_GIVEN REQUEST A:_
In the records below, echo back the lines from the one containing "In this exercise you will point out the wooden dresser" up to and including the one containing "[(266, 287)]", unchanged.

_SELECTED EXTRACT:_
☆ ☆ ☆ ☆ ☆

New Literacy, New Audiences examines how both information literacy and creative media technologies can be used to reconfigure relations between the institution, the communities it serves and its wider audience. The project will inform a model for effective digital content distribution, and in so doing will advance national research priorities for smart information use and the promotion of innovation culture.

* New audiences are gained through multi-platform distribution; selective content distribution to targeted audience segments across multiple communication platforms

* One-way knowledge transfer:
Source --> Content --> Platform --> Segment
--> Web platform expands available segments
--> Multiplatform extends further (more content available through the multi platforms, and more segments available – niches, harder to reach people)

* Online – there is an appeal to youth, hopefully engaging them for lifelong learning.
* One model of multiplatform distribution of cultural experience is the Australia Zoo site. This site appeals to pre/post visit or those unable to visit at all.

☆ ☆ ☆ ☆ ☆

_ITEMS:_
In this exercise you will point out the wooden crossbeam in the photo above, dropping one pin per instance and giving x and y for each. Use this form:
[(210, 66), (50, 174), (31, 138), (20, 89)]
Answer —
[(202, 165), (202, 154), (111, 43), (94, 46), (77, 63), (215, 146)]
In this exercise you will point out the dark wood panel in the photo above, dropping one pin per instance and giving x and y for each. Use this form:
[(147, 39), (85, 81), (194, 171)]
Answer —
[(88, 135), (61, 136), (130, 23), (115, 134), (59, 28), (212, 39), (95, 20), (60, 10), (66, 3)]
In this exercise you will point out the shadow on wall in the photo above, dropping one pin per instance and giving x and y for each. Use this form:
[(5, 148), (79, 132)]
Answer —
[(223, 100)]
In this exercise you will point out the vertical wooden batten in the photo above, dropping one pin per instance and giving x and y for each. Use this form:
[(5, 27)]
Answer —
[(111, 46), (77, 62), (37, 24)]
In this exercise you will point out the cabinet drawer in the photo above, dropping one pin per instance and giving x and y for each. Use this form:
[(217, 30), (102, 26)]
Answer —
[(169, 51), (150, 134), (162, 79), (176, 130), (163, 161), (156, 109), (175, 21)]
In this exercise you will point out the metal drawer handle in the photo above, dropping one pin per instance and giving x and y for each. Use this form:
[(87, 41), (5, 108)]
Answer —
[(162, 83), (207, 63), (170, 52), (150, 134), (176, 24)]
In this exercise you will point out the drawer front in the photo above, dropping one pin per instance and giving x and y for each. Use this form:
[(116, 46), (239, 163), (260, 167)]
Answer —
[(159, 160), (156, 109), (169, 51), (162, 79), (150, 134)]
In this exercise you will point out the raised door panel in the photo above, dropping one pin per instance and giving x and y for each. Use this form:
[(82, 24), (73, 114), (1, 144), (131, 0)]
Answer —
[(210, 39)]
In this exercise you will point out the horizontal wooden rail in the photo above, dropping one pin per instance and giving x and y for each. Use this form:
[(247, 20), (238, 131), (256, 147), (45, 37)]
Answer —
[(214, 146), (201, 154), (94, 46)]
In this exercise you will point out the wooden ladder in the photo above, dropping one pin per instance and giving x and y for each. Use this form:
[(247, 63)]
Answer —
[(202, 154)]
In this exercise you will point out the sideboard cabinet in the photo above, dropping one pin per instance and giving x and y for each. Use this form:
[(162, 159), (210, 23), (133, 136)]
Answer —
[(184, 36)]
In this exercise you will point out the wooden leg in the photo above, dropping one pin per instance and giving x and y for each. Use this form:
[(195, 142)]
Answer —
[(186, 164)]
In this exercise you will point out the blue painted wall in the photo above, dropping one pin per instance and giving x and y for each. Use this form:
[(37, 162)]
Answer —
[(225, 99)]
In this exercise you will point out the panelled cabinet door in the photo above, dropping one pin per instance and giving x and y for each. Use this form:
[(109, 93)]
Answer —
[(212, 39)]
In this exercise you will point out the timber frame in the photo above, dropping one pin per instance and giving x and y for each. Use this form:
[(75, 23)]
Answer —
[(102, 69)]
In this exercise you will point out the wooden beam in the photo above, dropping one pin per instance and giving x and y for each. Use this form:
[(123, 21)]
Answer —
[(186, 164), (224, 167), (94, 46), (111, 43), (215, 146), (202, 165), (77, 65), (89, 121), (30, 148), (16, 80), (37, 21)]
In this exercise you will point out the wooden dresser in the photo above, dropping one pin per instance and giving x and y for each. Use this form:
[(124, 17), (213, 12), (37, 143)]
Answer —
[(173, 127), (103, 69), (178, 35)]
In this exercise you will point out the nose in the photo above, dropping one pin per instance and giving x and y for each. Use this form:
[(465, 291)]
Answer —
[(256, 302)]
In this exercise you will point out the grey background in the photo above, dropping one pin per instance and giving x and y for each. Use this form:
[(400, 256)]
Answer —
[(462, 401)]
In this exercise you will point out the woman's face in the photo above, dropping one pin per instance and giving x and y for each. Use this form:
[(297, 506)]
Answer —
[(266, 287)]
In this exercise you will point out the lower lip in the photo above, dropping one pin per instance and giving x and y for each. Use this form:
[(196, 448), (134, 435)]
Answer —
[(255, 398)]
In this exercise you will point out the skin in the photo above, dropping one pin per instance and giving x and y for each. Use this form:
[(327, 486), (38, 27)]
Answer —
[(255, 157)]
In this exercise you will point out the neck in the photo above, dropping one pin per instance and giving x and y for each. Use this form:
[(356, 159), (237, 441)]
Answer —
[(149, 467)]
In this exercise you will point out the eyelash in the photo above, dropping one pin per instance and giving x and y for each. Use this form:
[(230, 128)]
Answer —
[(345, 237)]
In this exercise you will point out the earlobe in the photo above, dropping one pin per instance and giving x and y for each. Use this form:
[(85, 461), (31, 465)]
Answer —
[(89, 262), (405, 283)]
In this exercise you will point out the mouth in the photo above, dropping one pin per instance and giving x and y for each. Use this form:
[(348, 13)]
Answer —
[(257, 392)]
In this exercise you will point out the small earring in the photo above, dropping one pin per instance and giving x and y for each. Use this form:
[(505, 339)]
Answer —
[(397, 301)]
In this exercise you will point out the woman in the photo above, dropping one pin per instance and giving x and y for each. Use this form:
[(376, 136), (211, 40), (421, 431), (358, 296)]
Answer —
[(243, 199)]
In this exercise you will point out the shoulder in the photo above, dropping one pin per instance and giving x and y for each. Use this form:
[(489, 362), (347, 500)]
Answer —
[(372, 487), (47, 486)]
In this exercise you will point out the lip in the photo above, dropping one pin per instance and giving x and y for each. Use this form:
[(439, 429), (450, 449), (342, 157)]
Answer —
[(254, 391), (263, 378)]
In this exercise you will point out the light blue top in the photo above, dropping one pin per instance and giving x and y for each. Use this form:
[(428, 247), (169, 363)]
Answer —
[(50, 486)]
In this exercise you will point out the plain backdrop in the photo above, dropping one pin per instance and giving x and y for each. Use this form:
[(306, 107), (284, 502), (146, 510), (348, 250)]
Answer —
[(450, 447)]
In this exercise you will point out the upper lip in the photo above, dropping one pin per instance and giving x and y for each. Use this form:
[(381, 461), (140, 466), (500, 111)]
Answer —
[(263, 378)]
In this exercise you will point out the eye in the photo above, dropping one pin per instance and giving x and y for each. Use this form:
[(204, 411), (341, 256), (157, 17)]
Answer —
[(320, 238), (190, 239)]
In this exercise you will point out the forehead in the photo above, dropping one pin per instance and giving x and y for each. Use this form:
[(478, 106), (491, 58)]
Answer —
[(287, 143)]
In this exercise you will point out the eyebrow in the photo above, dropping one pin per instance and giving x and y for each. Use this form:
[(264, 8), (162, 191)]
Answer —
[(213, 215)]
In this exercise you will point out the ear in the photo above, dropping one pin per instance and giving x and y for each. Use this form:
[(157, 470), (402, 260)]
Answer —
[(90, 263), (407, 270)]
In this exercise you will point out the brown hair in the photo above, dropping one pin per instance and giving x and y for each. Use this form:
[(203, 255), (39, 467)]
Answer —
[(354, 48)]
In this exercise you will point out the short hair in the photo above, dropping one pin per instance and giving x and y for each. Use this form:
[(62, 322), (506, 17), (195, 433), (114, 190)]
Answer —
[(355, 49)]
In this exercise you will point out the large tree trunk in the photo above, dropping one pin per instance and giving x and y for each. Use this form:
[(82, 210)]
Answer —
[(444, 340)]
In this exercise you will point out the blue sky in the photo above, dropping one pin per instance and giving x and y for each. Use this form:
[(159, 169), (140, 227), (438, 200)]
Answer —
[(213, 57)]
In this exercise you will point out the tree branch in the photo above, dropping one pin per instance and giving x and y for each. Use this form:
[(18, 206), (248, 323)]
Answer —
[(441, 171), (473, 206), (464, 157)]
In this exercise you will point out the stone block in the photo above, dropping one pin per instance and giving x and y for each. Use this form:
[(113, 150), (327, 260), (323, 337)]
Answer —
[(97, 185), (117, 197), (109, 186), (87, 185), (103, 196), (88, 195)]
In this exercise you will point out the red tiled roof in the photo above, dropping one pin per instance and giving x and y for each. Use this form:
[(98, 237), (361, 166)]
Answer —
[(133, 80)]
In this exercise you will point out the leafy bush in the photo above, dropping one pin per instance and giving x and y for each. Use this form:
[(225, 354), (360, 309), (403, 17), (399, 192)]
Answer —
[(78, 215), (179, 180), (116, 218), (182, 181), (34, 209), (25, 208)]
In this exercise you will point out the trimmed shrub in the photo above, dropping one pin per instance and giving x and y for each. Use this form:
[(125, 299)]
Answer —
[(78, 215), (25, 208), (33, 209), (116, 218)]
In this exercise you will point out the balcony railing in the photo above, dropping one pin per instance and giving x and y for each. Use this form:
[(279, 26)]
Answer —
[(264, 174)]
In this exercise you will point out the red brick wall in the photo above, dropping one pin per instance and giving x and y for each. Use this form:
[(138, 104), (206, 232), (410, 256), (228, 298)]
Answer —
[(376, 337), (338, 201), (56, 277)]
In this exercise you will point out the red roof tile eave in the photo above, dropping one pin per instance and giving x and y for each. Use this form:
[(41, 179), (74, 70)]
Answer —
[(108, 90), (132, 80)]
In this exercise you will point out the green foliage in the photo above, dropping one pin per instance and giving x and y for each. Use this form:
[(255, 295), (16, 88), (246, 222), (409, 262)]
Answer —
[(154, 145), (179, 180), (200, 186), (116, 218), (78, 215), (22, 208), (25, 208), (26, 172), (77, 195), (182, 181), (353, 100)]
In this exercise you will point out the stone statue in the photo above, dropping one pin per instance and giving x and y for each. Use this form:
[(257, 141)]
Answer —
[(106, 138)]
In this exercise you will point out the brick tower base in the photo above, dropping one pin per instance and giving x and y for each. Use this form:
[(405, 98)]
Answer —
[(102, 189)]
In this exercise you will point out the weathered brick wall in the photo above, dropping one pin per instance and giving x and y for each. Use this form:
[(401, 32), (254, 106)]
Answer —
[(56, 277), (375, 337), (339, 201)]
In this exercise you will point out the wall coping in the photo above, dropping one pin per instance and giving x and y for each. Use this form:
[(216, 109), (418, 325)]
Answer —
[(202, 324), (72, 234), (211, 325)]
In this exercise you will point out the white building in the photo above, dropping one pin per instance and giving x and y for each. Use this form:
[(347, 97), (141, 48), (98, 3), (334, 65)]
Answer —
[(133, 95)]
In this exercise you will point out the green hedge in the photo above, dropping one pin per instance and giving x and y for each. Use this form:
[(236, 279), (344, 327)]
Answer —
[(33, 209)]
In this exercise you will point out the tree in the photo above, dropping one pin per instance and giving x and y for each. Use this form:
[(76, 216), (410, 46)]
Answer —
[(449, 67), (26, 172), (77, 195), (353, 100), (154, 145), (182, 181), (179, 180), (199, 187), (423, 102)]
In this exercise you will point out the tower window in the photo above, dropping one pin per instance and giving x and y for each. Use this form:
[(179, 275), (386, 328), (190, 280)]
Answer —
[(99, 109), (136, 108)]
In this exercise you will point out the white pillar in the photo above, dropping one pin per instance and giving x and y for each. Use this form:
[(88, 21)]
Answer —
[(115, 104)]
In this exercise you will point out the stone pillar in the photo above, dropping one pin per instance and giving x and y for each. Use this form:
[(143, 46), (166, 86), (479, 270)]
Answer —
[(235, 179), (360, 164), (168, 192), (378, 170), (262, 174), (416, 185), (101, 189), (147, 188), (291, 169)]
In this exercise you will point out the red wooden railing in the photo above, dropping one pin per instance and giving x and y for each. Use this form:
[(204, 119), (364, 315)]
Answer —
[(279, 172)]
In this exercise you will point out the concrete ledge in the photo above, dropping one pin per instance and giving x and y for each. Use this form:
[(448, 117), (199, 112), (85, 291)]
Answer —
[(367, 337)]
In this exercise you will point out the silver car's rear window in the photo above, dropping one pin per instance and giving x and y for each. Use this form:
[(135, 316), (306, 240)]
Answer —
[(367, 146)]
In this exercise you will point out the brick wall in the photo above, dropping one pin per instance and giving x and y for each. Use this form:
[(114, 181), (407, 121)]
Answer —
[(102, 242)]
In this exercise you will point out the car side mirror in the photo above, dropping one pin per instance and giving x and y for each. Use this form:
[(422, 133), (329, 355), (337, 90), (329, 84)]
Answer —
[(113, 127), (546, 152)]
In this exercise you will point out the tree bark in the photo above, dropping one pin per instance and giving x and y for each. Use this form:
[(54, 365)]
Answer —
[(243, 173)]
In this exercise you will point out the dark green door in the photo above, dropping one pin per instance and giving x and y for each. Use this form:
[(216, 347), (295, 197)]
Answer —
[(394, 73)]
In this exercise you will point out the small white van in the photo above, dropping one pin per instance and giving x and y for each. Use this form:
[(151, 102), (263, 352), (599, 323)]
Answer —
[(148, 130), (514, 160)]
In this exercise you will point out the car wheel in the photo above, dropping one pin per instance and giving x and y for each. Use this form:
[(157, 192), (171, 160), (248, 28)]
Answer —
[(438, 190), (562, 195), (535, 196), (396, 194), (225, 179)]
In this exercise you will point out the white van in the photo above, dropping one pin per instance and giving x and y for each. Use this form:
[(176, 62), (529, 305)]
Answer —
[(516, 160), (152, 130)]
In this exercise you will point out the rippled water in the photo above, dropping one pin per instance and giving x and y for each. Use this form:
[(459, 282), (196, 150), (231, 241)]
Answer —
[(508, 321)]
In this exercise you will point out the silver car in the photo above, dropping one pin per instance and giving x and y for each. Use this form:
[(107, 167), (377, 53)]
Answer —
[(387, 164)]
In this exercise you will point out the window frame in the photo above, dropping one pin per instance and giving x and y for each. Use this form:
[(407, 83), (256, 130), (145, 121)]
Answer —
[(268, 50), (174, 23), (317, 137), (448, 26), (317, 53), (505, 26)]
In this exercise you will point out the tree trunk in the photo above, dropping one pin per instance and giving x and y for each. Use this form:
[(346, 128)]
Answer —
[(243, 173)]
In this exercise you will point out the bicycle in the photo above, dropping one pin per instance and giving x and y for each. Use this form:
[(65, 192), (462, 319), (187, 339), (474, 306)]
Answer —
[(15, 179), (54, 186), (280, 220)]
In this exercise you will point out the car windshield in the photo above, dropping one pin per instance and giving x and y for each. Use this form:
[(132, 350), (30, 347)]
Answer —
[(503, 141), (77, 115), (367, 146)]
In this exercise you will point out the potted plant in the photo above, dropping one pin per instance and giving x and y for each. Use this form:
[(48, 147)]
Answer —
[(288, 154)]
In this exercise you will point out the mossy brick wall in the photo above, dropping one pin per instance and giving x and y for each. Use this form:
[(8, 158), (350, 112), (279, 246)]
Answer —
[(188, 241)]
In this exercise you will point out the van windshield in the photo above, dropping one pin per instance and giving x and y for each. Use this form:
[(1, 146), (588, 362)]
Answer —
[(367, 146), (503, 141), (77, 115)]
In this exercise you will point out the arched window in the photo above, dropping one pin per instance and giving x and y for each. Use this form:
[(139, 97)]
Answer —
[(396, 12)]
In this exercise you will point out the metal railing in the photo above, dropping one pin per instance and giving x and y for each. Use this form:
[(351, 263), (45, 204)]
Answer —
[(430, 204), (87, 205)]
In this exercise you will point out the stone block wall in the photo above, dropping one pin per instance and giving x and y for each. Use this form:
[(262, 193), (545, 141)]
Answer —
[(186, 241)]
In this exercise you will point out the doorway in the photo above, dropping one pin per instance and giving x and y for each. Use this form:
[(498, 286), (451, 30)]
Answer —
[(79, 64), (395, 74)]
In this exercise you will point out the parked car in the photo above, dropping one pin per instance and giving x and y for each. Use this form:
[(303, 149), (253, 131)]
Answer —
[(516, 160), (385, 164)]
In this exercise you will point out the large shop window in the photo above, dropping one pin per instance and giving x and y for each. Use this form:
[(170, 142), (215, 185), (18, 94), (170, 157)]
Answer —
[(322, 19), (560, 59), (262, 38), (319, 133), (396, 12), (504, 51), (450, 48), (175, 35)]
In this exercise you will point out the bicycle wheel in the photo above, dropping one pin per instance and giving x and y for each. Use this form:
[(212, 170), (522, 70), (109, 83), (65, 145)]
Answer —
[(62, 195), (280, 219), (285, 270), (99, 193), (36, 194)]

☆ ☆ ☆ ☆ ☆

_GIVEN REQUEST B:_
Duplicate the passage on digital content distribution above, without changes, from "New Literacy, New" up to and including "to reach people)".

_EXERCISE SOLUTION A:_
In this exercise you will point out the wooden dresser in the photo above, dropping one pin per instance and giving x and y for each. Use this form:
[(124, 17), (213, 12), (37, 143)]
Answer —
[(173, 127), (103, 69), (178, 35)]
In this exercise you will point out the nose in the photo above, dropping one pin per instance and giving x and y for each. Use this form:
[(465, 291)]
Answer —
[(256, 302)]
In this exercise you will point out the grey background in the photo above, dropping one pin per instance and giving x and y for each. Use this form:
[(400, 256)]
Answer —
[(462, 401)]
In this exercise you will point out the woman's face in the photo above, dropping one pin per instance and giving x and y for each. Use this form:
[(297, 506)]
Answer —
[(266, 287)]

_EXERCISE SOLUTION B:_
New Literacy, New Audiences examines how both information literacy and creative media technologies can be used to reconfigure relations between the institution, the communities it serves and its wider audience. The project will inform a model for effective digital content distribution, and in so doing will advance national research priorities for smart information use and the promotion of innovation culture.

* New audiences are gained through multi-platform distribution; selective content distribution to targeted audience segments across multiple communication platforms

* One-way knowledge transfer:
Source --> Content --> Platform --> Segment
--> Web platform expands available segments
--> Multiplatform extends further (more content available through the multi platforms, and more segments available – niches, harder to reach people)